● **TEKS UNTUK DIANALISIS**
**********
[Resensi Buku] Novel Orang Asing (1942)

Minggu, April 12, 2015 0 Comments A+ a-

Resensi Buku Novel Orang Asing (1942)

Judul                 : Orang Asing (Judul Asli : L’Etranger)
Penulis              : Albert Camus
Penerjemah       : Apsanti Djokosujatno
Penerbit            : Yayasan Pustaka Obor Indonesia
Cetakan            : ed.1 2013
Tebal                : x + 124 halaman
Harga               : Rp35.000

Sinopsis

Tokoh Utama Orang Asing adalah Meursault. Ia seorang keturunan Prancis yang tinggal di Aljazair. Dalam latar cerita ini, Aljazair masih merupakan daerah jajahan Prancis. Meursault mendapat kabar bahwa ibunya meninggal dunia. Meursault berencana pulang untuk melihat ibunya dan meminta izin kepada majikannya untuk libur selama dua hari. Namun majikannya terlihat tidak menunjukkan rasa senang dan berbela sungkawa. Hal ini diketahui kemudian oleh Mersault bahwa majikannya tidak senang ia libur hari Kamis dan Jumat, karena dengan demikian Mersault libur empat hari.

Meursault tidak menunjukkan kesedihan hingga saat pemakaman ibunya. Hal ini dinilai oleh orang lain sebagai suatu tindakan yang aneh.  Meursault kemudian berkencan dengan seorang perempuan bernama Marie. Kencan tersebut hanya berselang sehari setelah pemakaman ibunya. Pada saat kencan, Mersault mengenakan dasi hitam yang dipertanyakan Marie apakah Mersault dalam keadaan berduka. Namun Mersault mengatakan bahwa ibunya baru meninggal kemarin dengan ekspresi datar. Mersault menganggap bahwa ibunya meninggal di hari Jumat atau hari apapun itu, itu bukanlah "salah "-nya, atau keinginannya, tetapi orang-orang sepertinya menganggap dia aneh.


Meursault berkenalan dengan Raymond, tetangganya, seorang pria yang tidak diketahui apa pekerjaannya, namun selalu berpakaian rapi. Sikap Mersault kepada Marie dan Raymond dianggap tidak biasa. Karena Marie dan Raymond ingin bersahabat dekat dengan Meursault, tapi respons Mersault tidak menunjukkan bahwa ia antusias atau senang, ia menganggap biasa saja.
**********
● **TUGAS**
Teruskan resensi novel Orang Asing di atas, dimulai tepat setelah kalimat terakhirnya.

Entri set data
**********
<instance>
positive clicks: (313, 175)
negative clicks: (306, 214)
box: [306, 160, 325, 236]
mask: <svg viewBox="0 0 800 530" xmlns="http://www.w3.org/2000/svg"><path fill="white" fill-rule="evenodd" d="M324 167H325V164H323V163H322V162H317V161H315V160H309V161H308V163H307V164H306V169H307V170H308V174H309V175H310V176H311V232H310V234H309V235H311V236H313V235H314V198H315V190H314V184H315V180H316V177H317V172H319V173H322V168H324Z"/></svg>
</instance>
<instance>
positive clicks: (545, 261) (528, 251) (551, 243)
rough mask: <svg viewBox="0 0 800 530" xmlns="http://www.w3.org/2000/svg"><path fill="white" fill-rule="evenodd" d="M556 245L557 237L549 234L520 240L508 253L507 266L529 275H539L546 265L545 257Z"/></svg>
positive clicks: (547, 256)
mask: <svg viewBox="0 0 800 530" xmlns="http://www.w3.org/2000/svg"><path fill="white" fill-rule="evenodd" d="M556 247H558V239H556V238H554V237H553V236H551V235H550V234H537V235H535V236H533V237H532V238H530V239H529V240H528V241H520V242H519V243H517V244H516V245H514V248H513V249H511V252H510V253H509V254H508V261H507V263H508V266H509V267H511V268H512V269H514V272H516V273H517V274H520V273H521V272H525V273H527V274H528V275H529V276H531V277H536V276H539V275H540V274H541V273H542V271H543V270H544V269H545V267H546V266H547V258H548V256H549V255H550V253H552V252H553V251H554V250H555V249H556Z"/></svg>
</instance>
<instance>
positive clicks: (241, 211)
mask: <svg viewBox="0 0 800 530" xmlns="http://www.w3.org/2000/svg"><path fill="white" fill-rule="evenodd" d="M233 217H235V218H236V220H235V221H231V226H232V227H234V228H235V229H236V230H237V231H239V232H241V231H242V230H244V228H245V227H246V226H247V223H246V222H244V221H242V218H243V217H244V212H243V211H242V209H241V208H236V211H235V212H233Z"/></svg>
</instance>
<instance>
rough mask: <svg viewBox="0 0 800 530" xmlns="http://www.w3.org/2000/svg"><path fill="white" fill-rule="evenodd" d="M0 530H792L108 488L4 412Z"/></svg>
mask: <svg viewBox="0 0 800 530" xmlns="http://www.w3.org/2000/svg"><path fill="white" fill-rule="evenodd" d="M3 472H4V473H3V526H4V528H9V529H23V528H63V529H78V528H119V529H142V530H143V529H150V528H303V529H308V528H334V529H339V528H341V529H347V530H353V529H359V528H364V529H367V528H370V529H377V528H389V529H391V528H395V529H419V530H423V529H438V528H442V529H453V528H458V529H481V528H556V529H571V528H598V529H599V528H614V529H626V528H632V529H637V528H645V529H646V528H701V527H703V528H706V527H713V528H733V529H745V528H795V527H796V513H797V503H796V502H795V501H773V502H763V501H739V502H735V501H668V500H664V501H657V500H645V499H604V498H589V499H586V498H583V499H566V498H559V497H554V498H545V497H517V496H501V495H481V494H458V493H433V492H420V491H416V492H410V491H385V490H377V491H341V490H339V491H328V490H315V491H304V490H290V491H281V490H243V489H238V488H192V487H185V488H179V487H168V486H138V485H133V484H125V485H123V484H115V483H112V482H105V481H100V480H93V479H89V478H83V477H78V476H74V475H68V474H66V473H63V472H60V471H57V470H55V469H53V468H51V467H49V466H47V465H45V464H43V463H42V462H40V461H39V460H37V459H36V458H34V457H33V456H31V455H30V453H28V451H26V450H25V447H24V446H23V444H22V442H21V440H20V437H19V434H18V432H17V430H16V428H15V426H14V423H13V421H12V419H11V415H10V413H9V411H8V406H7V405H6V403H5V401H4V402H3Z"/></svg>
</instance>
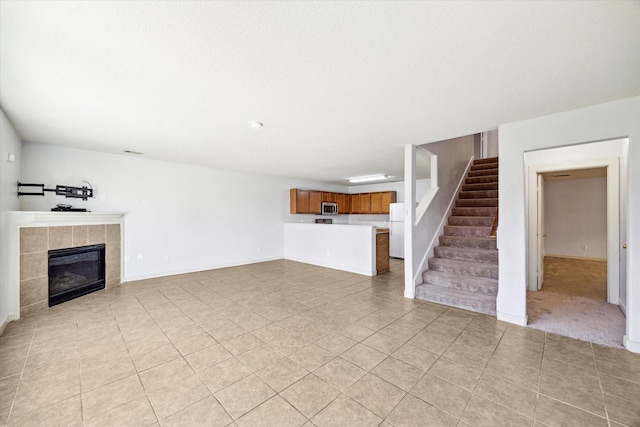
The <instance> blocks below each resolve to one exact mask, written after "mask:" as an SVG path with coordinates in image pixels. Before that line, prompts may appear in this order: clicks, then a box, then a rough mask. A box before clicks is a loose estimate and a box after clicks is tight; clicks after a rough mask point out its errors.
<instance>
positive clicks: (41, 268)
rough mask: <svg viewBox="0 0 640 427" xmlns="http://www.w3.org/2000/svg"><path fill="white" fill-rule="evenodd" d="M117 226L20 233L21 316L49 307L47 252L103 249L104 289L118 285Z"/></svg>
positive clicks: (41, 229) (105, 225)
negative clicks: (105, 261) (83, 248)
mask: <svg viewBox="0 0 640 427" xmlns="http://www.w3.org/2000/svg"><path fill="white" fill-rule="evenodd" d="M120 236H121V230H120V224H92V225H73V226H51V227H22V228H21V229H20V313H21V315H23V316H24V315H28V314H30V313H33V312H36V311H39V310H42V309H44V308H47V307H48V298H49V292H48V287H49V277H48V251H49V250H53V249H66V248H74V247H79V246H87V245H95V244H100V243H104V244H105V245H106V248H105V252H106V271H105V276H106V277H105V279H106V286H107V287H110V286H114V285H118V284H120V281H121V278H120V271H121V266H120V260H121V237H120Z"/></svg>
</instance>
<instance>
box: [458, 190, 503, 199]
mask: <svg viewBox="0 0 640 427" xmlns="http://www.w3.org/2000/svg"><path fill="white" fill-rule="evenodd" d="M458 197H460V198H461V199H497V198H498V190H472V191H464V190H463V191H461V192H460V193H458Z"/></svg>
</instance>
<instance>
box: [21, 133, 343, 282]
mask: <svg viewBox="0 0 640 427" xmlns="http://www.w3.org/2000/svg"><path fill="white" fill-rule="evenodd" d="M22 157H23V163H22V180H23V181H24V182H34V183H44V184H46V186H48V187H49V186H50V187H53V186H55V185H57V184H58V185H71V186H80V185H82V180H83V179H86V180H87V181H89V182H90V183H91V184H92V185H93V188H94V190H95V195H96V198H95V199H92V200H89V201H86V202H84V201H82V200H80V199H65V198H63V197H61V196H56V195H55V194H47V195H46V196H45V197H33V196H32V197H22V198H21V199H20V200H21V202H22V206H21V207H22V210H35V211H41V210H49V209H51V208H52V207H53V206H55V205H56V204H57V203H68V204H72V205H74V206H78V207H86V208H88V209H89V210H91V211H94V212H126V213H127V215H126V216H125V223H124V256H125V257H127V258H128V261H127V260H125V263H124V278H125V280H134V279H138V278H147V277H155V276H161V275H166V274H173V273H180V272H186V271H197V270H204V269H209V268H217V267H223V266H229V265H238V264H245V263H253V262H259V261H264V260H272V259H281V258H283V257H284V249H283V238H284V237H283V236H284V230H283V224H284V223H285V222H287V221H290V220H291V219H292V218H293V217H294V215H291V214H289V189H290V188H296V187H308V188H318V189H326V190H329V191H344V190H345V189H344V187H340V186H327V185H326V184H320V183H315V182H308V181H299V180H289V179H281V178H274V177H267V176H258V175H249V174H242V173H237V172H230V171H222V170H216V169H209V168H204V167H199V166H191V165H185V164H179V163H170V162H164V161H157V160H151V159H145V158H144V157H132V156H127V155H115V154H105V153H98V152H93V151H84V150H77V149H70V148H65V147H59V146H51V145H44V144H35V143H25V144H24V145H23V155H22ZM295 217H296V218H297V217H298V216H297V215H295ZM138 254H142V258H143V259H142V260H138ZM165 257H166V258H167V261H165Z"/></svg>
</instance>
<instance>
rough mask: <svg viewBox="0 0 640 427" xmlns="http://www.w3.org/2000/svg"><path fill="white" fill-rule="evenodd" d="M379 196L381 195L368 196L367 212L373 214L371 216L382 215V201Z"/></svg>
mask: <svg viewBox="0 0 640 427" xmlns="http://www.w3.org/2000/svg"><path fill="white" fill-rule="evenodd" d="M381 195H382V193H371V195H370V198H371V209H370V210H369V212H370V213H373V214H379V213H382V206H381V204H380V201H381V199H382V197H381Z"/></svg>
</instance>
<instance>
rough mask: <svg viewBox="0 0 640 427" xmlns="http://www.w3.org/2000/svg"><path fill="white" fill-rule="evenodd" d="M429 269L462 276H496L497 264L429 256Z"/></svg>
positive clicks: (497, 275) (497, 269)
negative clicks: (459, 274)
mask: <svg viewBox="0 0 640 427" xmlns="http://www.w3.org/2000/svg"><path fill="white" fill-rule="evenodd" d="M428 262H429V270H435V271H442V272H445V273H455V274H462V275H464V276H476V277H488V278H489V279H497V278H498V265H497V264H491V263H487V262H475V261H466V260H458V259H448V258H430V259H429V261H428Z"/></svg>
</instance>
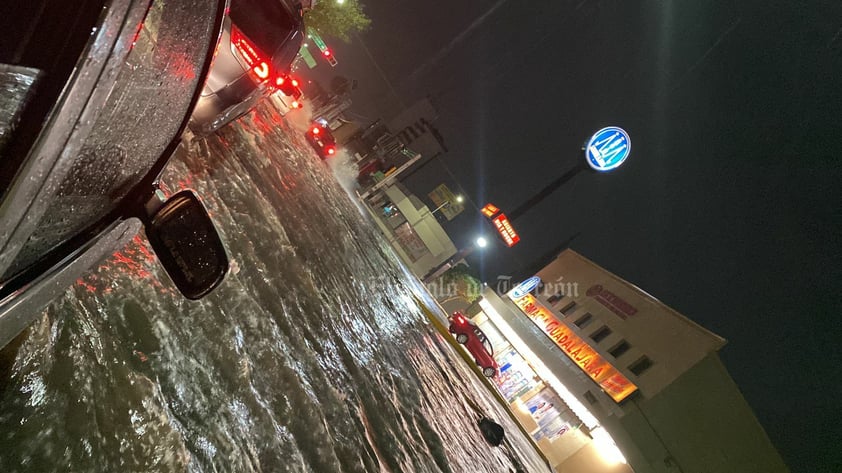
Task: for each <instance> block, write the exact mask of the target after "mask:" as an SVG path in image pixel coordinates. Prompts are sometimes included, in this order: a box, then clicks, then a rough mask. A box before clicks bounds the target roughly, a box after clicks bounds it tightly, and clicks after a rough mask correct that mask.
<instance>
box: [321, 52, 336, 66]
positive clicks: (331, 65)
mask: <svg viewBox="0 0 842 473" xmlns="http://www.w3.org/2000/svg"><path fill="white" fill-rule="evenodd" d="M322 54H323V55H324V57H325V60H326V61H327V63H328V64H330V65H331V67H333V66H336V58H335V57H334V56H333V53H332V52H331V51H330V49H325V50H324V51H322Z"/></svg>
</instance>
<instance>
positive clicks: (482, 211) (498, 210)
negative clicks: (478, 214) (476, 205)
mask: <svg viewBox="0 0 842 473" xmlns="http://www.w3.org/2000/svg"><path fill="white" fill-rule="evenodd" d="M499 211H500V209H498V208H497V207H495V206H494V204H485V207H483V208H482V214H483V215H485V216H486V217H488V218H491V217H493V216H494V214H496V213H497V212H499Z"/></svg>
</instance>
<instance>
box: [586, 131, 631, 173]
**********
● **JAWABAN TUGAS**
Pada sore hari Marie datang menemui aku, dan bertanya apakah aku mau menikah dengannya. Aku berkata, bagiku hal itu sama saja, dan bahwa  kami dapat melakukannya jika dia menghendakinya. (h.43)

Demikian juga ketika ia ditawari oleh majikannya untuk menangani cabang usaha baru di Paris, Meursault tidak menanggapinya sebagai suatu kesempatan dan tantangan, tetapi ia biasa saja.

Ia (majikannya) lalu bertanya apakah aku tidak tertarik mengubah hidupku. Aku menjawab bahwa kita tidak akan pernah mengubah hidup kita, bahwa bagaimanapun semua sama nilainya, dan bahwa aku menyukai benar hidupku di sini. Ia tampak tidak senang, ia berkata bahwa aku selalu memberikan jawaban yang menyimpang, bahwa aku tidak mempunyai ambisi, dan semua itu amat mengecewakan dalam dunia usaha. (h.43).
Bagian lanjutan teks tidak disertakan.